### Record list
----------
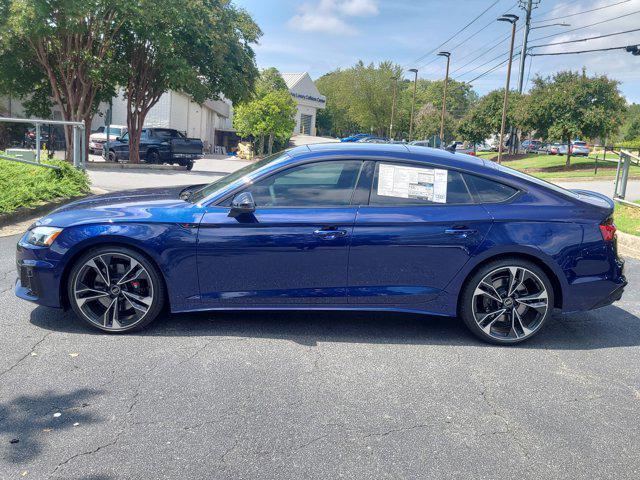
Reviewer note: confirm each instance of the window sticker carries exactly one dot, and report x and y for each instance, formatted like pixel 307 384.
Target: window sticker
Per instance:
pixel 409 182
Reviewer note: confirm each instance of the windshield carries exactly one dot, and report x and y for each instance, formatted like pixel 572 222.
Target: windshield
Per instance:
pixel 115 131
pixel 237 175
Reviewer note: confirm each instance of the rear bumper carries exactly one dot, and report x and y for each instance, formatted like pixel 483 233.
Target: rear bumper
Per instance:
pixel 614 296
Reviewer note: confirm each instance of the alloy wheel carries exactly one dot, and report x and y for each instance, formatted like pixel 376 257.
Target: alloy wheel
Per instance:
pixel 510 303
pixel 113 291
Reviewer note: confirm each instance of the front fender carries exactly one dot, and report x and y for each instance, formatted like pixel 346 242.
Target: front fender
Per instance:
pixel 171 246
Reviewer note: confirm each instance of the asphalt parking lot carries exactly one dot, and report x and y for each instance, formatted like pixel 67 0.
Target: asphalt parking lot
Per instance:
pixel 316 395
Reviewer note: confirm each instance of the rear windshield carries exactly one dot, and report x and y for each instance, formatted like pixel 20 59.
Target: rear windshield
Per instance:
pixel 537 181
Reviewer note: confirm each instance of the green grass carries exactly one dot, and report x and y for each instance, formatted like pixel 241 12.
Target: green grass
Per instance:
pixel 627 218
pixel 24 185
pixel 553 166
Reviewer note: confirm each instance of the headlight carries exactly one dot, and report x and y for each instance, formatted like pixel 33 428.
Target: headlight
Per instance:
pixel 43 236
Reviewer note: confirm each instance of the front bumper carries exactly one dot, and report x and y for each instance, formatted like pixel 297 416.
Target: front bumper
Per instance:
pixel 38 277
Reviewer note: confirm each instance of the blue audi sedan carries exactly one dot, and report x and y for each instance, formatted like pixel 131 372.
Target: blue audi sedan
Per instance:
pixel 333 227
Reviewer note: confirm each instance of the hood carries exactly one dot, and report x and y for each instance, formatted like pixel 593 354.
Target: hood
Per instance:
pixel 145 204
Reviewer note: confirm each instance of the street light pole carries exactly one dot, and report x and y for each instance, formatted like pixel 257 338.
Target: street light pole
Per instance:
pixel 413 102
pixel 513 20
pixel 393 106
pixel 444 97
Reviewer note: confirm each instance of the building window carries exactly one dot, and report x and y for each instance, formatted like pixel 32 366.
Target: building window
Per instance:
pixel 305 124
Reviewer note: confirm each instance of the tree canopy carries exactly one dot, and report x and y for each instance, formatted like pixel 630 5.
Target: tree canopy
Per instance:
pixel 198 47
pixel 571 104
pixel 269 113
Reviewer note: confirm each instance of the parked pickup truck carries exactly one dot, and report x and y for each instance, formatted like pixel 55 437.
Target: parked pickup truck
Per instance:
pixel 158 145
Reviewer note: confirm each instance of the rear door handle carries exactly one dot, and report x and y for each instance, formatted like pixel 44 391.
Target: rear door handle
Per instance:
pixel 329 233
pixel 460 232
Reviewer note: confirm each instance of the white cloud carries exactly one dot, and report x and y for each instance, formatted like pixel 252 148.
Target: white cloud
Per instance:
pixel 359 8
pixel 330 16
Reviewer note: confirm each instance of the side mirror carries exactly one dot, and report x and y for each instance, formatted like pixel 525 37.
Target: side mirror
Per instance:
pixel 242 203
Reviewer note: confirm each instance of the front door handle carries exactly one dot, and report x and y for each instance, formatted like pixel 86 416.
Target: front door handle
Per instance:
pixel 329 233
pixel 460 232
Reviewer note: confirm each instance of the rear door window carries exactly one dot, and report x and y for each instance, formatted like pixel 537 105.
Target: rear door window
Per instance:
pixel 405 184
pixel 489 191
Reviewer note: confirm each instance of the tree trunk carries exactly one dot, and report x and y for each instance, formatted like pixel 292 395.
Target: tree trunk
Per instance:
pixel 134 134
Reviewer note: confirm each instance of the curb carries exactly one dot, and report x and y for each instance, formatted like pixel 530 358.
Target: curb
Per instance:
pixel 25 213
pixel 132 166
pixel 628 245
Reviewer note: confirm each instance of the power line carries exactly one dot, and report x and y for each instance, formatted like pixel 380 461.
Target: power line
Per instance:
pixel 481 65
pixel 453 36
pixel 492 22
pixel 580 13
pixel 478 56
pixel 585 39
pixel 492 69
pixel 580 51
pixel 586 26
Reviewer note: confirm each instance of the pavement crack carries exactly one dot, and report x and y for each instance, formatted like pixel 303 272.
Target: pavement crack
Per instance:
pixel 395 430
pixel 85 453
pixel 509 429
pixel 33 347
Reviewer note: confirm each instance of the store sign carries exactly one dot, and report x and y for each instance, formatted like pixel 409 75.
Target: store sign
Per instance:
pixel 308 97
----------
### Aim
Recast all of the material above as a numbered list with one line per entry, omitting blank lines and excluding the pictures.

### Solved problem
1. Reviewer note: confirm each instance of the window sticker carries exactly one dot, and report x and y for each instance, formatted like pixel 307 384.
2. Target: window sticker
3. Per instance:
4. pixel 409 182
5. Reviewer note: confirm each instance of the windshield carries exactly one dot, and report x and y for each instance, formatted like pixel 572 222.
6. Target: windshield
7. Per instance:
8. pixel 115 131
9. pixel 237 175
10. Reviewer note: confirm each instance of the rear bumper carries exactly one dot, and report x and y for each instance, formatted like pixel 483 233.
11. Target: rear bumper
12. Per instance:
13. pixel 614 296
14. Reviewer note: confirm each instance of the alloy wheel carries exactly one dot, and report x and y for each instance, formatted like pixel 376 257.
15. Target: alloy wheel
16. Per instance:
17. pixel 510 303
18. pixel 113 291
19. Reviewer note: confirm each instance of the front fender carries exactly one dot, and report x and y for each instance, formatted like pixel 346 242.
20. Target: front fender
21. Per instance:
22. pixel 171 246
23. Reviewer note: confirm each instance of the asphalt parking lot carries exactly one dot, and report x and y for each instance, formatted like pixel 67 0.
24. Target: asphalt parking lot
25. Per instance:
26. pixel 316 395
27. Reviewer note: confirm each instance of the rear windshield carries exactly one dot, and report x and y for each instance, formatted like pixel 20 59.
28. Target: rear windshield
29. Per instance:
30. pixel 537 181
31. Reviewer note: confirm each instance of the green grass carries exactly one dot, and report x and y for each instance, formatted like pixel 241 12.
32. Target: green grass
33. Per instance:
34. pixel 627 218
35. pixel 24 185
36. pixel 553 166
37. Reviewer note: confirm each instance of the headlight carries exactly one dot, and report x and y for each instance, formatted like pixel 33 428.
38. Target: headlight
39. Per instance:
40. pixel 43 236
41. Reviewer note: confirm each instance of the front bumper carries exactly one dot, and report x and y for each instance, formatted like pixel 297 416.
42. Target: front bumper
43. Per instance:
44. pixel 38 277
45. Reviewer note: confirm each instance of the blue audi sedan carries exactly one dot, and report x and y for each instance, formatted like pixel 131 372.
46. Target: blue audi sedan
47. Per instance:
48. pixel 333 227
49. Reviewer note: confirm each instance of the hood carries exactly one dot, and report x and y for each instance, formatted like pixel 593 354.
50. Target: hood
51. Per instance:
52. pixel 145 204
53. Reviewer note: confirm each instance of the street light pole carries exactly one dot, and report x and y for each instance, formatted like pixel 257 338.
54. Target: street light pole
55. Per instance:
56. pixel 413 102
57. pixel 513 20
58. pixel 393 106
59. pixel 444 97
60. Reviewer note: confirm each instance of the building window carries exactly one dot, and report x and y for each instance, formatted like pixel 32 366.
61. Target: building window
62. Per instance:
63. pixel 305 124
64. Reviewer note: confirm each instance of the tree canopy carries exactly one dot, and report x and y for each instance, formatted like pixel 630 5.
65. Target: tree canopy
66. Per instance:
67. pixel 198 47
68. pixel 571 104
69. pixel 269 113
70. Reviewer note: confirm each instance of the parked pickup truck carries exactly one dot, and report x and y for each instance, formatted like pixel 55 437.
71. Target: parked pickup truck
72. Per instance:
73. pixel 158 145
74. Reviewer note: confirm each instance of the rear door handle carries exactly one dot, and report x and y for each instance, formatted like pixel 44 391.
75. Target: rear door handle
76. Per instance:
77. pixel 329 233
78. pixel 460 232
79. Reviewer note: confirm each instance of the white cloud carries exactly one dot, and report x and y for each instance, formatted like pixel 252 148.
80. Target: white cloud
81. Per instance:
82. pixel 359 8
83. pixel 330 16
84. Reviewer note: confirm each instance of the side mirror carries exactly one dot, and report x and y for each instance, formatted like pixel 525 37.
85. Target: side mirror
86. Per instance:
87. pixel 242 203
88. Reviewer note: confirm each instance of the front door handle carries exactly one dot, and report x and y for each instance, formatted like pixel 86 416.
89. Target: front door handle
90. Per instance:
91. pixel 329 233
92. pixel 460 232
93. Reviewer note: confirm each instance of the rear door window carries exactly one dot, and report x and y for each instance, formatted like pixel 537 105.
94. Target: rear door window
95. Per instance:
96. pixel 405 184
97. pixel 489 191
98. Reviewer note: confirm each instance of the tree trunk carries exactly one dot, and report x and y for each instance, formatted like pixel 292 395.
99. Target: tree trunk
100. Per instance:
101. pixel 134 134
102. Reviewer note: confirm each instance of the curb carries exactly one dot, and report x and y for each instance, formatted like pixel 530 358.
103. Target: curb
104. Per instance:
105. pixel 25 213
106. pixel 132 166
107. pixel 628 245
108. Reviewer note: confirm each instance of the power line carries exactly one dot, and report x and y for each instance, formatted like pixel 380 461.
109. Target: power line
110. Per instance:
111. pixel 481 65
112. pixel 453 36
113. pixel 492 22
114. pixel 580 13
115. pixel 478 56
116. pixel 585 39
117. pixel 492 69
118. pixel 580 51
119. pixel 586 26
120. Reviewer note: confirm each instance of the pavement crack carries exactly one dot, and report x and y for each instance, formatted like pixel 303 272.
121. Target: pavement crack
122. Per instance:
123. pixel 395 430
124. pixel 85 453
125. pixel 509 429
126. pixel 33 347
127. Reviewer note: confirm each instance of the store sign carries exactly one dot, and report x and y for each instance, formatted like pixel 409 75.
128. Target: store sign
129. Per instance:
130. pixel 308 97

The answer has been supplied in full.